- _GIVEN TASK_
Find every line in the entries below that contains the string "tree" and copy each one. Case counts.

Entries from a collection
>> Start
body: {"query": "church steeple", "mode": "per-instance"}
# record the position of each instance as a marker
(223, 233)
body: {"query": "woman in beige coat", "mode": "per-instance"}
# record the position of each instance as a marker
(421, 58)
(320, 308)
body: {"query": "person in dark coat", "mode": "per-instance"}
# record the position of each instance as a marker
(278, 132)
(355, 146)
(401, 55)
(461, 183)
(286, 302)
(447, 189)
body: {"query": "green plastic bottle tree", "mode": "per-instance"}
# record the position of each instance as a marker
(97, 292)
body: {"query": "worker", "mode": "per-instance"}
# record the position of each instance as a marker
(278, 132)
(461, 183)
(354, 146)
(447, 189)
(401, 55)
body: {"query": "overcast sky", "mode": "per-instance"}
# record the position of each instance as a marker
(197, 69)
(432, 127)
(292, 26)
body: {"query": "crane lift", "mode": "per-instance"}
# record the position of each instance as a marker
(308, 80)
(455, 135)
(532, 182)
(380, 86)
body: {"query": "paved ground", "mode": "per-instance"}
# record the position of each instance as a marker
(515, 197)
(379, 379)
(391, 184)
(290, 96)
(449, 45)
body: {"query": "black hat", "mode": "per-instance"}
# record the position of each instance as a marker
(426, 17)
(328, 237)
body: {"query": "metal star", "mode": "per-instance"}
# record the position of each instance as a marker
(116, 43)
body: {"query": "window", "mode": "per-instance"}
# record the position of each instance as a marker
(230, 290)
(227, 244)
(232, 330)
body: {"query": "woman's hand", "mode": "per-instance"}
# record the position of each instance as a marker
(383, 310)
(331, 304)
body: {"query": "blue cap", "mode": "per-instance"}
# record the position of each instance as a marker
>> End
>> Start
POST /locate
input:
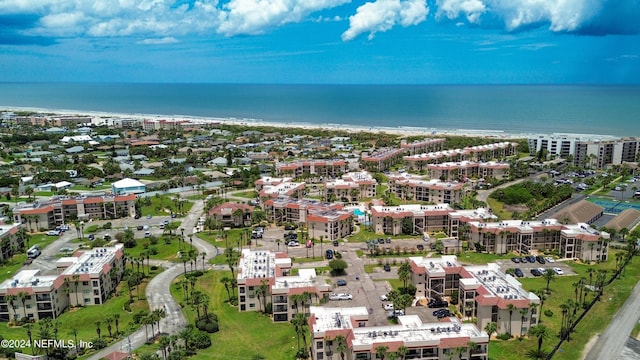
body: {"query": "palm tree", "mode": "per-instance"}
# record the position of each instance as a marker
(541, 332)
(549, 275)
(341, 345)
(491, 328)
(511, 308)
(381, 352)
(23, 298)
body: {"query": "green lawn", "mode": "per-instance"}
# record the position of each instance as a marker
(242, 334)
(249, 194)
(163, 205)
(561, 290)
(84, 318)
>> End
- _WRITTEN SOLUTION_
body: {"query": "green plastic bottle tree", "mode": "per-instance"}
body: {"query": "palm tree", "mode": "per-instance"}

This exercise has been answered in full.